Только в 1934 году, когда во Франции разразился политический кризис, работа Эренбурга в «Известиях» в качестве аккредитованного газетой корреспондента началась всерьез. 6 февраля 1934 года орава воинственных молодчиков напала на полицейский кордон, пытаясь прорваться к зданию французского парламента. Предводимая реакционными и монархистскими организациями «Французская солидарность» и «Боевые кресты», питавших симпатию к гитлеровскому антисемитизму, разъяренная толпа прокатилась по улицам Парижа с криками «Долой правительство Даладье!». Беспорядки и демонстрации захлестнули Париж. «У нас теперь довольно бурная жизнь, — писал Эренбург из Парижа Валентине Мильман. — Стреляют на улице и т. д. Так что я несколько выбит из колеи»[294].

За считанные дни силы левых, страшась, что Франция, подобно Германии, уступит самому что ни на есть отъявленному фашизму, объединились. На 12 февраля была назначена всеобщая забастовка. В отличие от левых в Германии, социалисты и коммунисты вместе сомкнули ряды под знаменами антифашизма. «Много лет я прожил в Париже, — писал Эренбург в „Известиях“, — но еще не видал такой решимости, такой выдержки, такого душевного напряжения»[295]. Это было начало Народного фронта, который два года спустя с избранием первого, за всю историю республики Франция, премьер-министра социалиста, Леона Блюма, пришел к власти.

→ **Строки**:
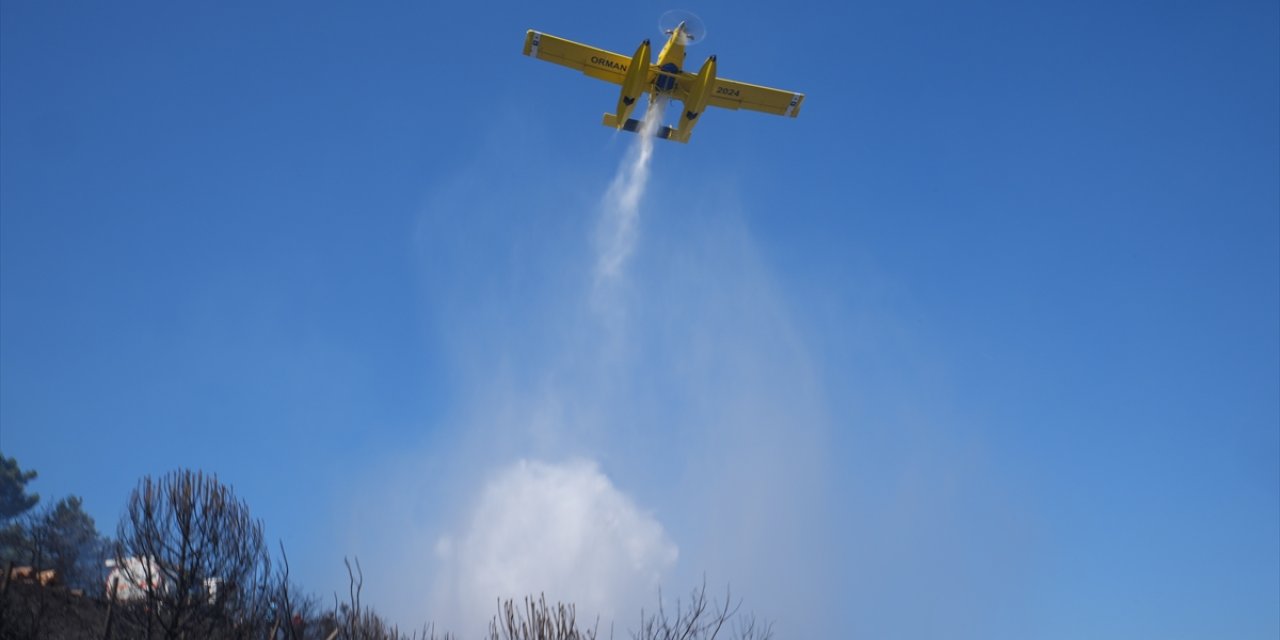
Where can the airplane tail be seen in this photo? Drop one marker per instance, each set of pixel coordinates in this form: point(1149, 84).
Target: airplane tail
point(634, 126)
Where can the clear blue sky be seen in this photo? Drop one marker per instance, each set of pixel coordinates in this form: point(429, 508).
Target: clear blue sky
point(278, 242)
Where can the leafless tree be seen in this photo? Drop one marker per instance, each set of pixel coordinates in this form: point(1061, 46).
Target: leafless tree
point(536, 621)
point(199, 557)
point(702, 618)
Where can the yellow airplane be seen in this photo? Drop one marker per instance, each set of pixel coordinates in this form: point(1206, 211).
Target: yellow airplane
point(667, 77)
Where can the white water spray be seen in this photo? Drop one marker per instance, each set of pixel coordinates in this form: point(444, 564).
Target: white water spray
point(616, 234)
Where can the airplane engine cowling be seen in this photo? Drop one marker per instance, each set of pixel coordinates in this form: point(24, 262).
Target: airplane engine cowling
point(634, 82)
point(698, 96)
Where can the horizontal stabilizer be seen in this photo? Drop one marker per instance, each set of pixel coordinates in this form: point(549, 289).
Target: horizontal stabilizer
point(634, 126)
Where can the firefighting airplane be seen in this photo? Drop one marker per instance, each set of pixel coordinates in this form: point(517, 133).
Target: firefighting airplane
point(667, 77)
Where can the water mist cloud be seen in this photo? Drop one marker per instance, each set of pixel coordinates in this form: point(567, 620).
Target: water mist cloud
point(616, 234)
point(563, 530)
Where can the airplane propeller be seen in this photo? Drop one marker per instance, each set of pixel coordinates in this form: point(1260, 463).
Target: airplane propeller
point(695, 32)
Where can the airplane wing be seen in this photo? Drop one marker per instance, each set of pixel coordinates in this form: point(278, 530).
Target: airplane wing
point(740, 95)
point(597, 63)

→ **Поставленная задача 1**: На какое число, согласно исходному тексту, назначили всеобщую забастовку?
→ **Поставленная задача 2**: Выведите из исходного текста отрывок от слов «За считанные дни» до слов «пришел к власти.» включительно.
Опирайтесь только на исходный текст.

→ **Письменный ответ 1**: На 12 февраля.

→ **Письменный ответ 2**:
За считанные дни силы левых, страшась, что Франция, подобно Германии, уступит самому что ни на есть отъявленному фашизму, объединились. На 12 февраля была назначена всеобщая забастовка. В отличие от левых в Германии, социалисты и коммунисты вместе сомкнули ряды под знаменами антифашизма. «Много лет я прожил в Париже, — писал Эренбург в „Известиях“, — но еще не видал такой решимости, такой выдержки, такого душевного напряжения»[295]. Это было начало Народного фронта, который два года спустя с избранием первого, за всю историю республики Франция, премьер-министра социалиста, Леона Блюма, пришел к власти.